--- TASK DETAILS ---
Below are some entries. Reproduce them word for word.
[Start of Attachment]
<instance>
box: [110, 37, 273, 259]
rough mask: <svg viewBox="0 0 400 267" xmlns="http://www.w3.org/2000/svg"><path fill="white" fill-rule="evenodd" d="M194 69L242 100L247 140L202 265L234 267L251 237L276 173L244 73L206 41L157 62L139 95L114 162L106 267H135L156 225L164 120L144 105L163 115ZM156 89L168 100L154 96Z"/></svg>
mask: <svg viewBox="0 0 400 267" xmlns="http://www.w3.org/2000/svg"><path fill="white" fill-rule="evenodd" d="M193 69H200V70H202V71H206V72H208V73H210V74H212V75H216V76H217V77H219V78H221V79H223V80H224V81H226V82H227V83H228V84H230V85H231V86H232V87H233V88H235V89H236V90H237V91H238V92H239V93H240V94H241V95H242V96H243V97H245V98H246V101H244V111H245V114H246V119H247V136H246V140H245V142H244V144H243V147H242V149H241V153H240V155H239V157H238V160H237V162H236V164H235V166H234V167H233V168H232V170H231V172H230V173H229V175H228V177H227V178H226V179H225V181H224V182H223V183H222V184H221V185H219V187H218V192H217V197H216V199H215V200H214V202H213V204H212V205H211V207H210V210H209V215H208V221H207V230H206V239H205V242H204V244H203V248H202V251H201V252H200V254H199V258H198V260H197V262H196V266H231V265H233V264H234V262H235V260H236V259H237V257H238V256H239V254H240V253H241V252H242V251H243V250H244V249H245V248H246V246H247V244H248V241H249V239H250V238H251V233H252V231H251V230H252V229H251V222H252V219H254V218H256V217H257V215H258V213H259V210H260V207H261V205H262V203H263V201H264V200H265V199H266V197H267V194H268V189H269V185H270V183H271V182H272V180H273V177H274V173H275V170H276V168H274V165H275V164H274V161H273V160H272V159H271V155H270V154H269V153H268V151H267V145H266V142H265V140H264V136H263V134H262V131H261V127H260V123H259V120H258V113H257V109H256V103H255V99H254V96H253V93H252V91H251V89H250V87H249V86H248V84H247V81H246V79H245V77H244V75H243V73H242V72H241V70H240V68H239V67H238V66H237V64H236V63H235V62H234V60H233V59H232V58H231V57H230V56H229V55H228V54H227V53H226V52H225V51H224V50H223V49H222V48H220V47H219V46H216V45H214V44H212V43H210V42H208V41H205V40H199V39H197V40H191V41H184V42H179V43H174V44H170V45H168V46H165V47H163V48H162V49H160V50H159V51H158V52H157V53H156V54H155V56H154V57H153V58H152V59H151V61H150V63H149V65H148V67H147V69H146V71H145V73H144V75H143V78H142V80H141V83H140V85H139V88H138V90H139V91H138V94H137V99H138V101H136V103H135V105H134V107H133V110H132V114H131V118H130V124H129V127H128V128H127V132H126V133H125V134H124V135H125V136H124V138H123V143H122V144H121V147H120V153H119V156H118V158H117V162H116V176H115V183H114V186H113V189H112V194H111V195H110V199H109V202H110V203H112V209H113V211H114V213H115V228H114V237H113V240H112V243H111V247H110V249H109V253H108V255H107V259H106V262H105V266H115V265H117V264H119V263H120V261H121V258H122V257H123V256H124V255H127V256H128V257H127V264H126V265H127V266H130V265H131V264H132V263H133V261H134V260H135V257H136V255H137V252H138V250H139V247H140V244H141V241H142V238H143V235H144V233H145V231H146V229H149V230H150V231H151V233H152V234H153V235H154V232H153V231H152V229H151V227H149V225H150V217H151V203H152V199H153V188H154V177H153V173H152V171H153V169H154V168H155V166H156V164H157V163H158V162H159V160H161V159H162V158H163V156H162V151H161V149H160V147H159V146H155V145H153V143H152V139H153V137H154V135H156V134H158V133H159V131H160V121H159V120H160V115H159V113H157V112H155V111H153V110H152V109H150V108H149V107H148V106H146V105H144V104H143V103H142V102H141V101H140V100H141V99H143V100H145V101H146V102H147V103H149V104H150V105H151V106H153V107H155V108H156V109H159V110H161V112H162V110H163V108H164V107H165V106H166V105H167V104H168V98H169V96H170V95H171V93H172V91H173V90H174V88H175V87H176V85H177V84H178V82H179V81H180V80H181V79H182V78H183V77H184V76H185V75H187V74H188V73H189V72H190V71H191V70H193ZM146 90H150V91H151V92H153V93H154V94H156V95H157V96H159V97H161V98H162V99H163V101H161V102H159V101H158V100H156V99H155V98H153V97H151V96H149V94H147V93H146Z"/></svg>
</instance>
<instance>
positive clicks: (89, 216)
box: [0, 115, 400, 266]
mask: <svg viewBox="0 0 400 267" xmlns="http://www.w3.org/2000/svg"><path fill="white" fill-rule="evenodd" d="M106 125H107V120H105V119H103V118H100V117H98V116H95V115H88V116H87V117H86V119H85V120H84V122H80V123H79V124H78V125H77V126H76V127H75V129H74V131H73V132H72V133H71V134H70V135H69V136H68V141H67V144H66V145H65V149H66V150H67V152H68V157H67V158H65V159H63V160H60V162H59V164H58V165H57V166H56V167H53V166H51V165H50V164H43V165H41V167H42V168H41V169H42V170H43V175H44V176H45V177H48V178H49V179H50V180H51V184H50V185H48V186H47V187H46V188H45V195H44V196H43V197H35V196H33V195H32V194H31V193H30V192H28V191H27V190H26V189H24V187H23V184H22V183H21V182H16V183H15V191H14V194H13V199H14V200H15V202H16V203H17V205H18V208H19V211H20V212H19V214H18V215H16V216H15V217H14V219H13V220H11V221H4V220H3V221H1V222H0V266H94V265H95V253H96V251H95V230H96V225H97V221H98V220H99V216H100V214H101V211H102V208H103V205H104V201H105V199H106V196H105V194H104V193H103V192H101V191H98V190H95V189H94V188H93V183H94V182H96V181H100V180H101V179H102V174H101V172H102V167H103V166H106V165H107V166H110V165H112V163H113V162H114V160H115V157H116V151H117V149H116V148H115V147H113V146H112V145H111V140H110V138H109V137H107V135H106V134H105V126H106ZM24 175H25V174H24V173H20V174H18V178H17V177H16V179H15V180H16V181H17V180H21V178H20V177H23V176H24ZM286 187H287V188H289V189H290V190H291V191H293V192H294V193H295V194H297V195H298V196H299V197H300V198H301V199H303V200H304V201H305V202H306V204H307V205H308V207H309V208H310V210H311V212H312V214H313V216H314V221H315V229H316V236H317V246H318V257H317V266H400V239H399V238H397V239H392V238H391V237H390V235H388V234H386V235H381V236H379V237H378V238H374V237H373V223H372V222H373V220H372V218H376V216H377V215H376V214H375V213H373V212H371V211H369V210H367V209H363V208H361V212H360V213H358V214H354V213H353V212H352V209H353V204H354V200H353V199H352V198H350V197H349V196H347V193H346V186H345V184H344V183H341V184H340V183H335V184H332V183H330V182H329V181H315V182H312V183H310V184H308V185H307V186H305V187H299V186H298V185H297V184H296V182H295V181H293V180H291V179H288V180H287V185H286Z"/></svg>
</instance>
[End of Attachment]
--- YOUR SOLUTION ---
<instance>
box: [110, 37, 273, 259]
rough mask: <svg viewBox="0 0 400 267" xmlns="http://www.w3.org/2000/svg"><path fill="white" fill-rule="evenodd" d="M194 69L242 100L247 140L202 265L234 267L251 237L276 173L244 73L206 41L157 62L139 95L114 162L106 267H135L156 225L164 120L144 105L163 115ZM156 89L168 100L154 96Z"/></svg>
mask: <svg viewBox="0 0 400 267" xmlns="http://www.w3.org/2000/svg"><path fill="white" fill-rule="evenodd" d="M193 69H200V70H202V71H206V72H208V73H210V74H212V75H216V76H217V77H219V78H221V79H223V80H224V81H226V82H227V83H228V84H230V85H231V86H232V87H233V88H235V89H236V90H237V91H238V92H239V93H240V94H241V95H242V96H243V97H245V98H246V101H244V111H245V114H246V119H247V136H246V140H245V142H244V144H243V147H242V149H241V153H240V155H239V157H238V160H237V162H236V164H235V166H234V167H233V168H232V170H231V172H230V173H229V175H228V177H227V178H226V179H225V181H224V182H223V183H222V184H221V185H219V187H218V192H217V197H216V199H215V200H214V202H213V204H212V205H211V207H210V210H209V215H208V221H207V230H206V239H205V242H204V244H203V248H202V251H201V252H200V254H199V258H198V260H197V262H196V266H231V265H233V264H234V262H235V260H236V259H237V257H238V256H239V254H240V253H241V252H242V251H243V250H244V249H245V248H246V246H247V244H248V241H249V239H250V238H251V233H252V231H251V230H252V229H251V222H252V219H254V218H256V217H257V215H258V213H259V210H260V207H261V205H262V203H263V201H264V200H265V199H266V197H267V194H268V189H269V185H270V183H271V182H272V180H273V177H274V173H275V170H276V168H274V165H275V164H274V161H273V160H272V159H271V155H270V154H269V153H268V151H267V145H266V142H265V140H264V136H263V134H262V131H261V127H260V123H259V120H258V113H257V109H256V103H255V99H254V96H253V93H252V91H251V89H250V87H249V86H248V84H247V81H246V79H245V77H244V75H243V73H242V72H241V70H240V68H239V67H238V66H237V64H236V63H235V62H234V60H233V59H232V58H231V57H230V56H229V55H228V54H227V53H226V52H225V51H224V50H223V49H222V48H220V47H219V46H216V45H214V44H212V43H210V42H208V41H205V40H199V39H197V40H191V41H184V42H179V43H174V44H170V45H168V46H165V47H163V48H162V49H160V50H159V51H158V52H157V53H156V54H155V56H154V57H153V58H152V59H151V61H150V63H149V65H148V67H147V69H146V71H145V73H144V75H143V78H142V80H141V83H140V85H139V88H138V90H139V91H138V94H137V99H138V101H136V103H135V105H134V107H133V110H132V114H131V118H130V124H129V127H128V128H127V132H126V133H125V134H124V135H125V136H124V138H123V143H122V144H121V147H120V153H119V156H118V158H117V162H116V176H115V183H114V186H113V189H112V194H111V195H110V199H109V202H110V203H112V209H113V211H114V213H115V228H114V237H113V240H112V243H111V247H110V249H109V253H108V255H107V259H106V262H105V266H115V265H117V264H119V263H120V261H121V258H122V257H123V256H124V255H127V256H128V257H127V264H126V265H127V266H130V265H131V264H132V263H133V261H134V260H135V257H136V255H137V252H138V250H139V247H140V244H141V241H142V238H143V235H144V233H145V231H146V229H149V230H150V231H151V233H152V234H153V235H154V232H153V231H152V229H151V227H149V225H150V217H151V203H152V199H153V188H154V177H153V173H152V171H153V169H154V168H155V166H156V164H157V163H158V162H159V160H161V159H162V158H163V156H162V151H161V149H160V147H159V146H155V145H153V143H152V139H153V137H154V135H156V134H158V133H159V131H160V121H159V120H160V115H159V113H157V112H155V111H153V110H152V109H150V108H149V107H148V106H146V105H144V104H143V103H142V102H141V101H140V100H141V99H143V100H145V101H146V102H147V103H149V104H150V105H151V106H153V107H155V108H156V109H159V110H161V112H162V110H163V108H164V107H165V106H166V105H167V104H168V98H169V96H170V95H171V93H172V91H173V90H174V88H175V87H176V85H177V84H178V82H179V81H180V80H181V79H182V78H183V77H184V76H185V75H187V74H188V73H189V72H190V71H191V70H193ZM146 90H150V91H151V92H153V93H154V94H156V95H157V96H159V97H161V98H162V99H163V101H161V102H159V101H158V100H156V99H155V98H153V97H151V96H149V94H147V93H146Z"/></svg>
</instance>
<instance>
positive clicks: (89, 216)
box: [0, 115, 400, 266]
mask: <svg viewBox="0 0 400 267" xmlns="http://www.w3.org/2000/svg"><path fill="white" fill-rule="evenodd" d="M106 125H107V120H105V119H103V118H100V117H98V116H95V115H88V116H87V117H86V119H85V120H84V122H80V123H79V124H78V125H77V126H76V127H75V129H74V131H73V132H72V133H71V134H70V135H69V136H68V141H67V144H66V145H65V149H66V150H67V152H68V157H67V158H65V159H63V160H60V162H59V164H58V165H57V166H56V167H53V166H51V165H50V164H43V165H41V167H42V168H41V169H42V170H43V175H44V176H45V177H48V178H49V179H50V180H51V184H50V185H48V186H47V187H46V188H45V195H44V196H43V197H35V196H33V195H32V194H31V193H30V192H28V191H27V190H26V189H24V187H23V184H22V183H21V182H16V183H15V191H14V194H13V199H14V200H15V202H16V203H17V205H18V208H19V211H20V212H19V214H18V215H16V216H15V217H14V219H13V220H11V221H4V220H3V221H1V222H0V266H94V265H95V253H96V251H95V230H96V225H97V221H98V220H99V216H100V214H101V211H102V208H103V205H104V201H105V199H106V196H105V194H104V193H103V192H101V191H98V190H95V189H94V188H93V183H94V182H96V181H100V180H101V179H102V174H101V172H102V167H103V166H106V165H107V166H110V165H112V163H113V162H114V160H115V157H116V151H117V149H116V148H115V147H113V146H112V145H111V140H110V138H109V137H107V135H106V134H105V126H106ZM24 175H25V174H24V173H20V174H18V178H17V177H16V179H15V180H16V181H17V180H21V178H20V177H23V176H24ZM286 187H287V188H289V189H290V190H291V191H293V192H294V193H295V194H297V195H298V196H299V197H300V198H301V199H303V200H304V201H305V202H306V204H307V205H308V207H309V208H310V210H311V212H312V214H313V216H314V221H315V229H316V236H317V246H318V257H317V266H400V239H399V238H397V239H392V238H391V237H390V235H388V234H386V235H381V236H379V237H378V238H374V237H373V223H372V222H373V220H372V218H376V216H377V215H376V214H375V213H373V212H371V211H369V210H367V209H363V208H361V212H360V213H358V214H354V213H353V212H352V209H353V204H354V200H353V199H352V198H350V197H349V196H347V193H346V186H345V184H344V183H341V184H340V183H335V184H332V183H330V182H329V181H315V182H312V183H310V184H308V185H307V186H305V187H299V186H298V185H297V184H296V182H295V181H293V180H291V179H288V180H287V185H286Z"/></svg>
</instance>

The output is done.